--- Material for the task ---

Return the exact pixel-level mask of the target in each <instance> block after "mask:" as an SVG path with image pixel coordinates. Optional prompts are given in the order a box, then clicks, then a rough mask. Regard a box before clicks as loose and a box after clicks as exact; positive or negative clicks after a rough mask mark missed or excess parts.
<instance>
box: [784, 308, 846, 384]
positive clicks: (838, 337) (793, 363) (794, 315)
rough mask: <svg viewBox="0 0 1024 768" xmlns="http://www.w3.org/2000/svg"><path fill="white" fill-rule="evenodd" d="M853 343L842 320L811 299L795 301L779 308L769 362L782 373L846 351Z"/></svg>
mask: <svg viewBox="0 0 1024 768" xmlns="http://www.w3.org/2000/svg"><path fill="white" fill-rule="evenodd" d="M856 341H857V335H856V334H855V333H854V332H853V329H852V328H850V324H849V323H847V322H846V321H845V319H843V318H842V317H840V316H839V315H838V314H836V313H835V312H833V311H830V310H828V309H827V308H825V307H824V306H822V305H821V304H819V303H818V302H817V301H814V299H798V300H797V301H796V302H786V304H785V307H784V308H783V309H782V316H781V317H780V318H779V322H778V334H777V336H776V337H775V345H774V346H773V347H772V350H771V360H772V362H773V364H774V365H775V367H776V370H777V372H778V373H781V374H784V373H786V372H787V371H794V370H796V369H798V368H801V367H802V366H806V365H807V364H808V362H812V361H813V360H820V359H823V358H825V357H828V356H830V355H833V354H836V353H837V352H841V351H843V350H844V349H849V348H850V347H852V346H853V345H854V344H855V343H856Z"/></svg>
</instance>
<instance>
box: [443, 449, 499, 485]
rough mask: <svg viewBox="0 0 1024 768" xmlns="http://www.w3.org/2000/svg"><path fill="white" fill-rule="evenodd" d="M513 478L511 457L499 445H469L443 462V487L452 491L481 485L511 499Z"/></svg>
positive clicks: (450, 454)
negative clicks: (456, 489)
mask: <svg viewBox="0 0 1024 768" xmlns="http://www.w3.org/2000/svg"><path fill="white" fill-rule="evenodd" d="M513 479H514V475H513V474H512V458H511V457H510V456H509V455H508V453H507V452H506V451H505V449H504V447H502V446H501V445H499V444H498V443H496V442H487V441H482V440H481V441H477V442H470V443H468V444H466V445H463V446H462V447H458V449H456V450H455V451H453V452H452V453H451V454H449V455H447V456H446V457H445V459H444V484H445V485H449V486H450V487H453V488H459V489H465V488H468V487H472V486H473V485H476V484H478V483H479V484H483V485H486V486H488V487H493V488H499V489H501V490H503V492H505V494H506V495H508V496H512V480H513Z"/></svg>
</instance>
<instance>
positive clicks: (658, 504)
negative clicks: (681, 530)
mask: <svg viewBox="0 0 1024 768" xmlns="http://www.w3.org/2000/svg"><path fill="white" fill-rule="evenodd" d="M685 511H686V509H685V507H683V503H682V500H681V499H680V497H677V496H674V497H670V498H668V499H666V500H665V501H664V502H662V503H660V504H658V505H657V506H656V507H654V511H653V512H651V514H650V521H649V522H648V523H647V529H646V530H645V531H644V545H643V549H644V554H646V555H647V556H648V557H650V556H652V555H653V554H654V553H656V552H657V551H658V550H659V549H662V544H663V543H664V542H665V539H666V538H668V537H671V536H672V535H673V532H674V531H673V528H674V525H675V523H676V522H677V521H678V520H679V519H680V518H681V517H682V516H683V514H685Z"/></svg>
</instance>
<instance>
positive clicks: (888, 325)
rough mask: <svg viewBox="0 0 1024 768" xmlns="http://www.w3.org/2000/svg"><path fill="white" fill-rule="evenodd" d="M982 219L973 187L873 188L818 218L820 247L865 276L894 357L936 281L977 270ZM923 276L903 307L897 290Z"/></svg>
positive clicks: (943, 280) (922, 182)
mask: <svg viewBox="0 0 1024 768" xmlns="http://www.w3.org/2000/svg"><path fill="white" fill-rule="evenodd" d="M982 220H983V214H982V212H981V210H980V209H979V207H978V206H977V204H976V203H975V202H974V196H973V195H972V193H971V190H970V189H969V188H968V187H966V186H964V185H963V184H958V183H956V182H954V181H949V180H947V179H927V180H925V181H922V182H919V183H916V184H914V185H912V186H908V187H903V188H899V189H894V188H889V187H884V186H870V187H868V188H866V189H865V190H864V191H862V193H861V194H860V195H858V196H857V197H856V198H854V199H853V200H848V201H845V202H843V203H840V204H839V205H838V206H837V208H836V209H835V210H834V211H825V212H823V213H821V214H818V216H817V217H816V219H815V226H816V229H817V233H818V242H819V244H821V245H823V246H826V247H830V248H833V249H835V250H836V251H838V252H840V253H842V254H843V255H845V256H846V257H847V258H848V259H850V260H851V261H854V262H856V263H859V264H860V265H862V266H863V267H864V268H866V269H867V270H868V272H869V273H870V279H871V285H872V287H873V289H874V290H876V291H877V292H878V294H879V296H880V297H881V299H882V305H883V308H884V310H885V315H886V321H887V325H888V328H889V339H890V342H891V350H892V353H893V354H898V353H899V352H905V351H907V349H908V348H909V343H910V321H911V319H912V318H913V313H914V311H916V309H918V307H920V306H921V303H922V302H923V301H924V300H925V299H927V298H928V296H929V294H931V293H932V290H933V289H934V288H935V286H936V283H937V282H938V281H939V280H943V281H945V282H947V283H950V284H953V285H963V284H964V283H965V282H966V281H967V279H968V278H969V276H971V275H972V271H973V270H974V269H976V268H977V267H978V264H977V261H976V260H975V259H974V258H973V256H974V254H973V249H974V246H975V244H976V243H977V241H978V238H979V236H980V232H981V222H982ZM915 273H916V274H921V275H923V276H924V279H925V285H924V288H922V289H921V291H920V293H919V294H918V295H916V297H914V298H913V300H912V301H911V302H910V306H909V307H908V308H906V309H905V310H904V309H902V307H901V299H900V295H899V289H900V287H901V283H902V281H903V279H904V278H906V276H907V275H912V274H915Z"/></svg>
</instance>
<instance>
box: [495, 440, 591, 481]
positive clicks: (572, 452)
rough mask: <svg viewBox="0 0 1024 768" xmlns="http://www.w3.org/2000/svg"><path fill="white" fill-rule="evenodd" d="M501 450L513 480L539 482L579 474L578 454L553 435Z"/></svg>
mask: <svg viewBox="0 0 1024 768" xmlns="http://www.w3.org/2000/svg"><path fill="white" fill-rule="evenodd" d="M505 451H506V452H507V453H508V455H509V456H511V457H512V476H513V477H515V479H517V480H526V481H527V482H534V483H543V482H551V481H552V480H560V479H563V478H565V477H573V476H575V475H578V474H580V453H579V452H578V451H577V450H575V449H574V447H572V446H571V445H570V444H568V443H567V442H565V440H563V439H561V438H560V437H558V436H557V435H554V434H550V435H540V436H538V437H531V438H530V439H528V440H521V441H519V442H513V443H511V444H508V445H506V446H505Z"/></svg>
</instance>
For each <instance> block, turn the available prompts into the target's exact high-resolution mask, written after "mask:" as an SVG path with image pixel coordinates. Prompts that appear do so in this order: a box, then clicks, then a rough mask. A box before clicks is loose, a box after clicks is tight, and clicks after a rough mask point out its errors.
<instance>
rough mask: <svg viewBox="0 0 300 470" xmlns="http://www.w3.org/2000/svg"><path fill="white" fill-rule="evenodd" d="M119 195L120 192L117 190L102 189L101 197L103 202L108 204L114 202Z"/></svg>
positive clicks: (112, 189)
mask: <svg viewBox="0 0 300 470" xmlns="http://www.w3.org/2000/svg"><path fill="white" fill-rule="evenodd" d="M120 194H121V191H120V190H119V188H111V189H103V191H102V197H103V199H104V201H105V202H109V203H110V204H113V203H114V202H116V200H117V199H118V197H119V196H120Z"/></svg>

---

**What you need to do**
Repeat exactly the lines of the listing from its first line through the line that holds "positive clicks: (838, 337)". Nothing else should appear.

**Answer below**
Return the exact pixel-level mask of the target in each <instance> block after "mask:" as an SVG path with image pixel coordinates. Optional prompts are given in the order a box, then clicks, then a rough mask. Regard a box before clicks as loose and a box after clicks as exact; positive or negative clicks after a rough mask mark missed or excess parts.
<instance>
box: [784, 308, 846, 384]
positive clicks: (838, 337) (793, 363) (794, 315)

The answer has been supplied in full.